[Stated task A]: Copy the passage from the post on indie game development from "Over the past" up to and including "isn’t the point.".
[Stated task B]: List every activity the post on indie game development names as a genuinely meaningful use of after-work time.

[Source]:
╭──

Published: February 24, 2026
5 min read
game developmentwork-life balanceindie development

A note on finding psychological balance as an indie game developer.

The Emptiness After Work

When my workday ends, I suddenly have a lot of free time. Even though my motivation has been high lately, I cap my work at seven hours a day for health reasons.

But the hours after work are surprisingly hard to sit with. The sense of fulfillment gets replaced by emptiness almost instantly, and the contrast feels uncomfortable. To escape that feeling, I start consuming content: AI videos, programming tutorials—today it was Rust and ASP.NET Core.

Once I calm down, I realize it’s mostly a waste. It has little to do with my current game, yet it burns a surprising amount of mental energy. After-work time should be for real recovery—or for genuinely meaningful activities, like writing, reflecting, or doing something that helps me reset—instead of keeping my brain spinning at full speed.

I’m slowly learning a simple rule: having free time doesn’t mean I should fill it with low-value noise. Over-consuming attention and energy just leads to exhaustion without creating anything that matters.

Where Does Game Development Anxiety Come From?

Over the past few weeks, while building a pathfinding system, I’ve repeatedly fallen into a vague, hard-to-name anxiety. Some days I end up working ten hours straight, like something is pushing me to finish as fast as possible.

I felt the same thing when I was developing “Rated Sudoku”. I worked all day without being able to explain what I was rushing toward. That kind of pace isn’t just physically unhealthy—it also doesn’t necessarily improve financial outcomes.

After thinking it through, I realized the only thing that ever seems “worth” rushing is money—because life needs an economic base. But in the long run, whether I make ten games in my lifetime or five probably isn’t the point.

The anxiety mostly comes from wanting to ship quickly and start earning as soon as possible. But if I remove the money pressure, is the release date really that urgent? Obviously not.

Game release ≠ commercial success. Quality is what determines long-term income. If I trade quality for speed, shipping earlier doesn’t guarantee better results.

If I think in terms of return on investment, shipping later often pays off—at least until the game reaches a genuinely high level of quality. Once every part of the experience is well-polished, extra development time yields diminishing returns. But before the game is truly “good”, the ROI is low: it’s only barely acceptable, and it struggles to earn attention in the market.

╰──

[Data listing]:
╭──

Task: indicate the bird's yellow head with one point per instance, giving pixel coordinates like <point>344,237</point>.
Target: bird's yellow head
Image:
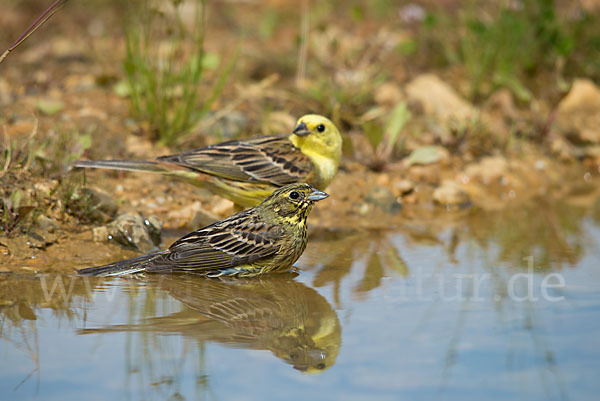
<point>292,203</point>
<point>319,139</point>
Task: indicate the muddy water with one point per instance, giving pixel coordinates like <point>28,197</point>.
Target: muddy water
<point>495,306</point>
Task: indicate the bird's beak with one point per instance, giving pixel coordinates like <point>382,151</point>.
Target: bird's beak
<point>317,195</point>
<point>301,129</point>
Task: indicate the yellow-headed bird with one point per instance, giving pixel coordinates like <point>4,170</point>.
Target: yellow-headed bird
<point>269,237</point>
<point>247,171</point>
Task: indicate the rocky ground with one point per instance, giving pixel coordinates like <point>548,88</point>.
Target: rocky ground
<point>60,101</point>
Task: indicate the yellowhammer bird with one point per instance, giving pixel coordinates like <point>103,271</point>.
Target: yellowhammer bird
<point>269,237</point>
<point>247,171</point>
<point>272,312</point>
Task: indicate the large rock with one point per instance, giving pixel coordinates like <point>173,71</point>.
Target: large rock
<point>578,114</point>
<point>439,100</point>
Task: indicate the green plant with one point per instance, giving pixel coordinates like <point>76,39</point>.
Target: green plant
<point>165,65</point>
<point>509,46</point>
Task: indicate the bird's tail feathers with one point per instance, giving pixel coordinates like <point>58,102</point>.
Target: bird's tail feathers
<point>150,166</point>
<point>128,266</point>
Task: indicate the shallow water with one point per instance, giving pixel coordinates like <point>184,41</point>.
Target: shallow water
<point>492,306</point>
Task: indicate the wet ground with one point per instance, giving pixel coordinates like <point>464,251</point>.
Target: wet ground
<point>497,306</point>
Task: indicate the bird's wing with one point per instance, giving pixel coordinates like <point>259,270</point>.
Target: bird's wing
<point>237,240</point>
<point>272,160</point>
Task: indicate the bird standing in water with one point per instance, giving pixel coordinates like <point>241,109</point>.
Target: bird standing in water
<point>247,171</point>
<point>268,237</point>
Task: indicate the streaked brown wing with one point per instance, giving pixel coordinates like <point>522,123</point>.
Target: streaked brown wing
<point>239,239</point>
<point>272,160</point>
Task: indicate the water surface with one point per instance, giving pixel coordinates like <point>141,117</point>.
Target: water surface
<point>495,306</point>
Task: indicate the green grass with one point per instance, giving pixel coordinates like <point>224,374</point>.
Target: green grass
<point>166,67</point>
<point>502,47</point>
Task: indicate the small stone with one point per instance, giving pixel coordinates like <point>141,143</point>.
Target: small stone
<point>45,223</point>
<point>93,206</point>
<point>436,98</point>
<point>383,198</point>
<point>578,114</point>
<point>428,155</point>
<point>100,234</point>
<point>404,187</point>
<point>450,194</point>
<point>134,231</point>
<point>488,170</point>
<point>429,173</point>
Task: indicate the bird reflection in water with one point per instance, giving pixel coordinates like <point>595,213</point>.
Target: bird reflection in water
<point>274,313</point>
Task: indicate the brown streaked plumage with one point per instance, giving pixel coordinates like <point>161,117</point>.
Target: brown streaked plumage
<point>247,171</point>
<point>269,237</point>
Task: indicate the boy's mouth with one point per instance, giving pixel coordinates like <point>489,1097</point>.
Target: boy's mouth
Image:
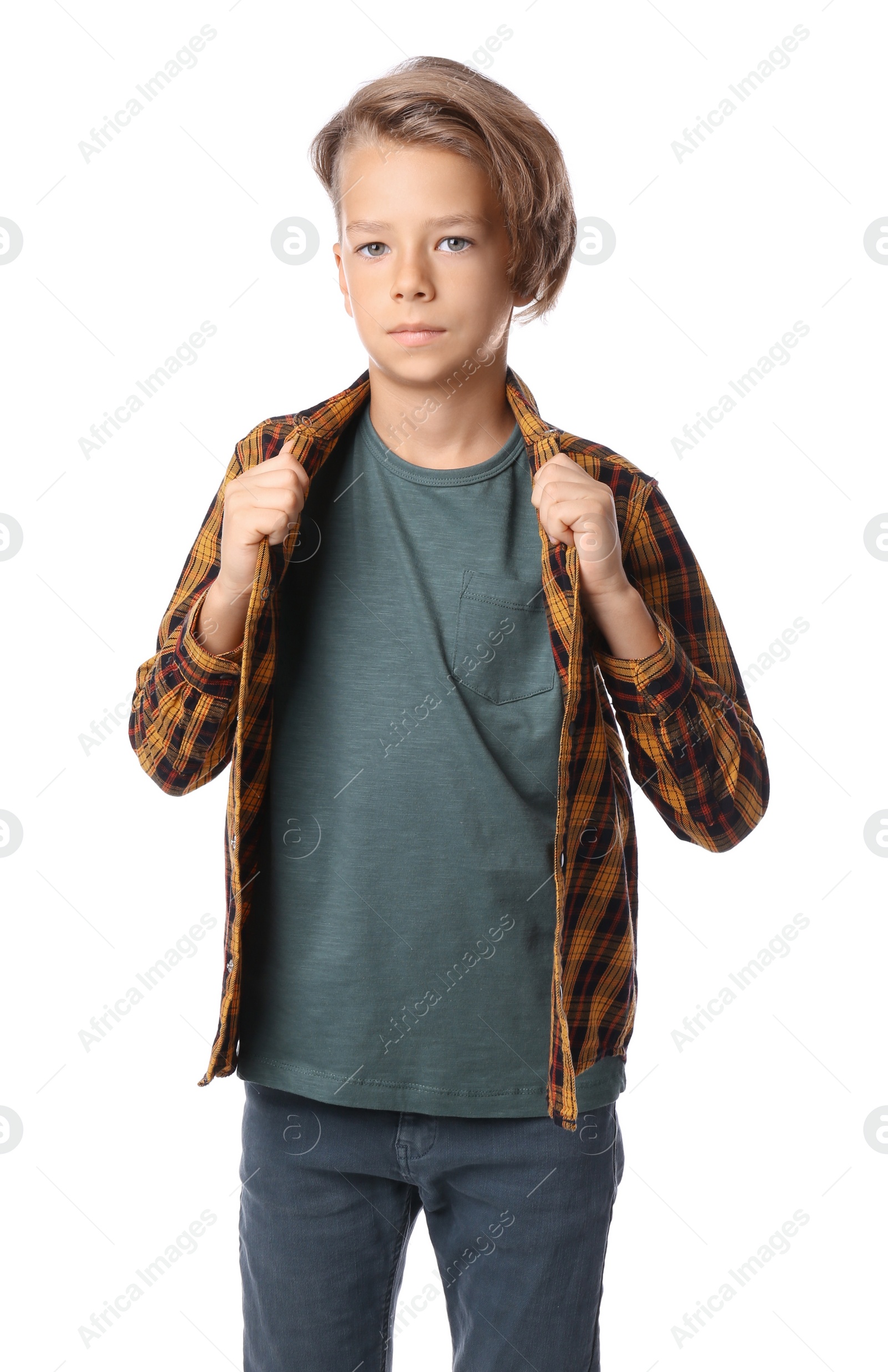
<point>415,335</point>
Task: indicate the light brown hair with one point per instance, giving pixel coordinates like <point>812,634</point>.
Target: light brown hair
<point>455,108</point>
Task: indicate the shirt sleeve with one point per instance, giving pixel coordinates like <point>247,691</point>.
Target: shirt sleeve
<point>184,710</point>
<point>692,744</point>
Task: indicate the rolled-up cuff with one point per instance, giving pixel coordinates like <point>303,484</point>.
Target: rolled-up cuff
<point>654,685</point>
<point>210,673</point>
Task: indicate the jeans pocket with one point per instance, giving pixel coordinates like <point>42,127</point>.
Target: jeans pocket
<point>503,649</point>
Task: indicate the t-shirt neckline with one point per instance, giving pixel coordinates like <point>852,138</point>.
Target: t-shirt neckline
<point>434,477</point>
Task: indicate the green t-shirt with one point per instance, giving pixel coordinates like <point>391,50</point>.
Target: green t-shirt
<point>401,944</point>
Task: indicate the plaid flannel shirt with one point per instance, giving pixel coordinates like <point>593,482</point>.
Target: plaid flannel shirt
<point>692,744</point>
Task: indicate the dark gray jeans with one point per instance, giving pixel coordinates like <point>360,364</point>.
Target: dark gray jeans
<point>518,1212</point>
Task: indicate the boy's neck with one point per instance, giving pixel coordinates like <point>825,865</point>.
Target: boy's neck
<point>456,420</point>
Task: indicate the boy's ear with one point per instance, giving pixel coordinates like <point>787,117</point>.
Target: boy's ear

╰──

[Right answer A]:
Over the past few weeks, while building a pathfinding system, I’ve repeatedly fallen into a vague, hard-to-name anxiety. Some days I end up working ten hours straight, like something is pushing me to finish as fast as possible.

I felt the same thing when I was developing “Rated Sudoku”. I worked all day without being able to explain what I was rushing toward. That kind of pace isn’t just physically unhealthy—it also doesn’t necessarily improve financial outcomes.

After thinking it through, I realized the only thing that ever seems “worth” rushing is money—because life needs an economic base. But in the long run, whether I make ten games in my lifetime or five probably isn’t the point.

[Right answer B]:
- Writing
- Reflecting
- Doing something that helps me reset